SELECTED EXTRACT –
** START **

Rates on HELOCs and home equity loans are being driven primarily by two factors: lender competition for new customers and the Federal Reserve’s actions. The Fed especially impacts the cost of variable-rate products like HELOCs.

While they’ve ticked up lately, HELOCs and home equity loans have fallen substantially from the highs they hit at the beginning of 2024, with HELOC rates in particular reaching lows not seen since 2023. Bankrate Chief Financial Analyst Greg McBride forecasts that rates will continue to decline in 2025 — especially those on HELOCs, potentially to their lowest level in three years.

Current home equity rates vs. rates on other types of credit

Because HELOCs and home equity loans use your home as collateral, their rates tend to be much less expensive — more akin to current mortgage rates — than the interest charged on credit cards or personal loans, which aren’t secured.

** END **

THE TASKS –
[a] Pull out each line of the listing that contains the string "window".
[b] Please pick up the home equity rates passage after its final sentence and keep writing.
The home equity rates passage and the listing come from unrelated sources.

DATASET ENTRIES –
** START **

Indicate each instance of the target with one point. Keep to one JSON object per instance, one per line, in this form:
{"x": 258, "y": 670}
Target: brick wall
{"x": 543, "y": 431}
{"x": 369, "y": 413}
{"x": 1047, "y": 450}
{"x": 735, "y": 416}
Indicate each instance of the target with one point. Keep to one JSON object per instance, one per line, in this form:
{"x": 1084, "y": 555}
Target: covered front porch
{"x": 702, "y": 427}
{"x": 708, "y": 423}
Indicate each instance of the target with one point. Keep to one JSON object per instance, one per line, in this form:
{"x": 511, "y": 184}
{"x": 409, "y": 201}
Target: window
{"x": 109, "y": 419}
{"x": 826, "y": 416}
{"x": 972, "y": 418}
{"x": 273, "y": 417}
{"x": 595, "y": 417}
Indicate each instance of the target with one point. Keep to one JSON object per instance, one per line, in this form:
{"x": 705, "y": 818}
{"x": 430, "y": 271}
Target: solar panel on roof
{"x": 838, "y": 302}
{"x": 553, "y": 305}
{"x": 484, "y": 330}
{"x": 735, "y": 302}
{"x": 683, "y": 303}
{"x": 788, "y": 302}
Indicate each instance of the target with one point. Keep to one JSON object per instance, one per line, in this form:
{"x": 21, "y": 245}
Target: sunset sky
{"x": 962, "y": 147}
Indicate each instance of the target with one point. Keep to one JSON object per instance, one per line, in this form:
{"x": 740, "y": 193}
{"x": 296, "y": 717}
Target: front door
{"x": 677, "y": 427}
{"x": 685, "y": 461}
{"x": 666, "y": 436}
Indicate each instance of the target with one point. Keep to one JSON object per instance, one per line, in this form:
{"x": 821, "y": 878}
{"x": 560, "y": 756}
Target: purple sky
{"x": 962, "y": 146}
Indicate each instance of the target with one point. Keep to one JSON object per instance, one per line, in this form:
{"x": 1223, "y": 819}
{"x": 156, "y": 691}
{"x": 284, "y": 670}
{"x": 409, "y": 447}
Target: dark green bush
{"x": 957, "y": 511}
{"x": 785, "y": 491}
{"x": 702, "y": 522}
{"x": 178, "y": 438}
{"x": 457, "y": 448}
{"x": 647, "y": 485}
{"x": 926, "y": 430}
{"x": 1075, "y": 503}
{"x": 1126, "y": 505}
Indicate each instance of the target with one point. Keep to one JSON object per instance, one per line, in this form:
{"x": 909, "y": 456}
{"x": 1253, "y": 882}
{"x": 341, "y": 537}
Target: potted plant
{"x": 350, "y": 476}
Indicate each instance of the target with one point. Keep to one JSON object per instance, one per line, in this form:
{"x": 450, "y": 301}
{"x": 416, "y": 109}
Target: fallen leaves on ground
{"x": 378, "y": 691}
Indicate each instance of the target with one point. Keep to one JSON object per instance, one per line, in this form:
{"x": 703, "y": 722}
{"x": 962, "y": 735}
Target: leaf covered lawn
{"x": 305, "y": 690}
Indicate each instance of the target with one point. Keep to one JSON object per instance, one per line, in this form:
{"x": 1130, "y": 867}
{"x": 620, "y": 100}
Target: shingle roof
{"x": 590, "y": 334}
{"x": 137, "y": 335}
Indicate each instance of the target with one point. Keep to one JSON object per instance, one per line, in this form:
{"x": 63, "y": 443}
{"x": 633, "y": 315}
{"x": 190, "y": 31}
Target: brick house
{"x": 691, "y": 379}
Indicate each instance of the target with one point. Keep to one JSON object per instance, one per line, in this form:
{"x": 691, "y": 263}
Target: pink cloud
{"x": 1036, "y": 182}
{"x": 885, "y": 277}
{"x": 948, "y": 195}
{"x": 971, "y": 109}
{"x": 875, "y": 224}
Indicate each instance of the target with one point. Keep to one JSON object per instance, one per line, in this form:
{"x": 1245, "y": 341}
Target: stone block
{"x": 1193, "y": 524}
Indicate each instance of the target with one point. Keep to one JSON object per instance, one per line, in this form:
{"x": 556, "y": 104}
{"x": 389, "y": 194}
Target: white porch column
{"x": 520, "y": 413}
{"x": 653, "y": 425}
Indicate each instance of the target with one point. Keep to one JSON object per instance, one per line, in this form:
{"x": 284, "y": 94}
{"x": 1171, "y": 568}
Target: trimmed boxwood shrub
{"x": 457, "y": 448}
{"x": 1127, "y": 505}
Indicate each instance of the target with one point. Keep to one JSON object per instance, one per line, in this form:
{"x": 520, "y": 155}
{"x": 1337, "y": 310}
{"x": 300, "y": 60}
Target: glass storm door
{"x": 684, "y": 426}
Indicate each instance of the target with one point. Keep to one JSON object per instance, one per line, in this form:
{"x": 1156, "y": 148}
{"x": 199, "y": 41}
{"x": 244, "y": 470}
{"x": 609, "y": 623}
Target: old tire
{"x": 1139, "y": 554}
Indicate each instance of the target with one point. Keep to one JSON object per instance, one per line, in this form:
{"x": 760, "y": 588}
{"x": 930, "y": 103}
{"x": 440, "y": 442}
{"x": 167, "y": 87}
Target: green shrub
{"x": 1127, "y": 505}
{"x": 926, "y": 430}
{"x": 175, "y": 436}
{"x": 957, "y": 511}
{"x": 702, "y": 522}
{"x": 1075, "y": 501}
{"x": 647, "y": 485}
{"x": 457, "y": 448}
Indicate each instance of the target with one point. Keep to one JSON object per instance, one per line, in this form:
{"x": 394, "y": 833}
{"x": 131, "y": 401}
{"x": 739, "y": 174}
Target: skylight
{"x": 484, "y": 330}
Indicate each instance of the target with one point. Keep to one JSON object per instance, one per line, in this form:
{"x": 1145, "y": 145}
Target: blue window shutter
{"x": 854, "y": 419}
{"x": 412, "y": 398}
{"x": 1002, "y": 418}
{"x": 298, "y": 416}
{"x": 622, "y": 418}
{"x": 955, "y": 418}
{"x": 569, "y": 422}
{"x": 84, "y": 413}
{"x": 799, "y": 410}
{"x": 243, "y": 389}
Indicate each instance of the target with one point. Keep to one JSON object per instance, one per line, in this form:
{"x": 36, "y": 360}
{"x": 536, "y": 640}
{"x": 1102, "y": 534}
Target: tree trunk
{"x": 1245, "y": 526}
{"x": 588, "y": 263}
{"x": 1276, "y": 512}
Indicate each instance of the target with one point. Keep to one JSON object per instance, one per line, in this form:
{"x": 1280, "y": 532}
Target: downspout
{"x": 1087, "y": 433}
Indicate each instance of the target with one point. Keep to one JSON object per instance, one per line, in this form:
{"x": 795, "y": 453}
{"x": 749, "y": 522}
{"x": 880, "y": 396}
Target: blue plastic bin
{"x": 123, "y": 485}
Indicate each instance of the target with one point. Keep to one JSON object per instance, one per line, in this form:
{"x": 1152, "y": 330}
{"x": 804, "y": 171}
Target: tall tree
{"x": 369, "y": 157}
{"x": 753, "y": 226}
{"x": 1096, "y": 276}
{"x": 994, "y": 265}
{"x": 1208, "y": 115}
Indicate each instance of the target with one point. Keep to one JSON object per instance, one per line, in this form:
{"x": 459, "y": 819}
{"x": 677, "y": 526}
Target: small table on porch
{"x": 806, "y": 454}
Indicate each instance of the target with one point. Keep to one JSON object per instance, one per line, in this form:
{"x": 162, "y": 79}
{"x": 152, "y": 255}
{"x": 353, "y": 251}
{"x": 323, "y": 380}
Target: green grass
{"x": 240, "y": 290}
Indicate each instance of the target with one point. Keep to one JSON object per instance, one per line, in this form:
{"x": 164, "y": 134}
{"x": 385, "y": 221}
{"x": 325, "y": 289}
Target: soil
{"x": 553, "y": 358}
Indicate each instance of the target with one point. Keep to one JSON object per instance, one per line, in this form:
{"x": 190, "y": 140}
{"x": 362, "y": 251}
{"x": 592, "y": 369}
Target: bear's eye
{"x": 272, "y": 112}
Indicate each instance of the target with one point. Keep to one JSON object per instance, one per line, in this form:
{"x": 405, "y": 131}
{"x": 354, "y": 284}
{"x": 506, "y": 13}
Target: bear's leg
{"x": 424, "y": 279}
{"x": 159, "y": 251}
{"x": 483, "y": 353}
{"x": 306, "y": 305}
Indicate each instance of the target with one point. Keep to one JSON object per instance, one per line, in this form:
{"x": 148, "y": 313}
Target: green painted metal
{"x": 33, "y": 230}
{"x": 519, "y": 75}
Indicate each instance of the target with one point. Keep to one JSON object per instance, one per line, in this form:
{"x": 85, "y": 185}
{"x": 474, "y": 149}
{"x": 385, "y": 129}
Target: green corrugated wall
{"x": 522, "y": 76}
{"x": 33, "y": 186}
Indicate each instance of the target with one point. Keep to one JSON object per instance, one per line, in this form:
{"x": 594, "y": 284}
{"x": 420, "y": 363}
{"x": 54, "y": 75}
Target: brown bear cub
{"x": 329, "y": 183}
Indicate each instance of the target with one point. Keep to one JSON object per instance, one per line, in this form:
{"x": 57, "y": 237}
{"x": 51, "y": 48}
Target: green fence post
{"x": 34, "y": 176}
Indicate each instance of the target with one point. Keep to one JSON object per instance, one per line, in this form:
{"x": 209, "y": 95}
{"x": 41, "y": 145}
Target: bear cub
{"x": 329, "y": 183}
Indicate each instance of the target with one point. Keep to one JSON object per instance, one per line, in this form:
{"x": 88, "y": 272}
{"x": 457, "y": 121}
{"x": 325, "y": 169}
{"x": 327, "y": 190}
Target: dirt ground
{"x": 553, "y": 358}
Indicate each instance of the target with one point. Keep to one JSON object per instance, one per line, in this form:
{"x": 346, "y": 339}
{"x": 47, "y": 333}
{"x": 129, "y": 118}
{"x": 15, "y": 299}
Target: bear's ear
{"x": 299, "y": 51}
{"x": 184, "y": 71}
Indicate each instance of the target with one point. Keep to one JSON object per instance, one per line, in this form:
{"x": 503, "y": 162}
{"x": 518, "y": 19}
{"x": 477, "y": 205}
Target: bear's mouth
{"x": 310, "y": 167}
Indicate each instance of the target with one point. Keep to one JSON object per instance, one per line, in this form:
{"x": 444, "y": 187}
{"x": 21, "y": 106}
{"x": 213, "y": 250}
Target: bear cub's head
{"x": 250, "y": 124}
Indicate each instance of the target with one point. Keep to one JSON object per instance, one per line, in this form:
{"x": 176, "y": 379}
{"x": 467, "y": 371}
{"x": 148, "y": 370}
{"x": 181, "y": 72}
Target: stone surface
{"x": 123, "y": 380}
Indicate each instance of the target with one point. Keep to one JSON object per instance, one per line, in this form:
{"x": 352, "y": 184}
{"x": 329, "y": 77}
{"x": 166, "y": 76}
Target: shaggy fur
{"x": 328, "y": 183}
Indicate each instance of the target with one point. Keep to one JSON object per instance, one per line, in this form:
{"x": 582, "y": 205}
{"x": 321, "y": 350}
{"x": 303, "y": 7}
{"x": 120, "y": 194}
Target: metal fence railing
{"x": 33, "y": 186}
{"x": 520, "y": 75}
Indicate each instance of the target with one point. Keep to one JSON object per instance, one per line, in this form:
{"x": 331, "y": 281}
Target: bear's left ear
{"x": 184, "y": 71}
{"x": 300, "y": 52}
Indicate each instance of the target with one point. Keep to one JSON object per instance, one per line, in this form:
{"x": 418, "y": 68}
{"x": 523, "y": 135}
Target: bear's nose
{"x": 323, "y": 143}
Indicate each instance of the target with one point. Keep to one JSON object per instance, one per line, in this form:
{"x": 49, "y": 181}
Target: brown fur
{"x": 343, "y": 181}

** END **

ANSWERS TO THE EXERCISE –
[a]
Target: window
Target: blue window shutter

[b]
  Average rate
HELOC 8.27%
Home equity loan 8.25%
Credit card 20.12%
Personal loan 12.65%
Source: Bankrate national survey of lenders, June 18

Of course, the individualized offer you receive on a particular HELOC or new home equity loan reflects additional factors like your creditworthiness and financials. Then there’s the value of your home and your ownership stake. Lenders generally limit all your home-based loans (including your mortgage) to a maximum 80 to 85 percent of your home’s worth.

Even if you are able to secure a good rate from a lender, home equity products are still relatively high-cost debt, notes Rossman.
“With average home equity loan and line of credit rates in the 8 percent range right now, that’s close to the border of what distinguishes between lower- and higher-cost debt,” he says. “It’s not nearly as low as the sub-4 percent rates we saw three years ago, but not as high as the 10+ percent rates that we observed a year and a half ago.”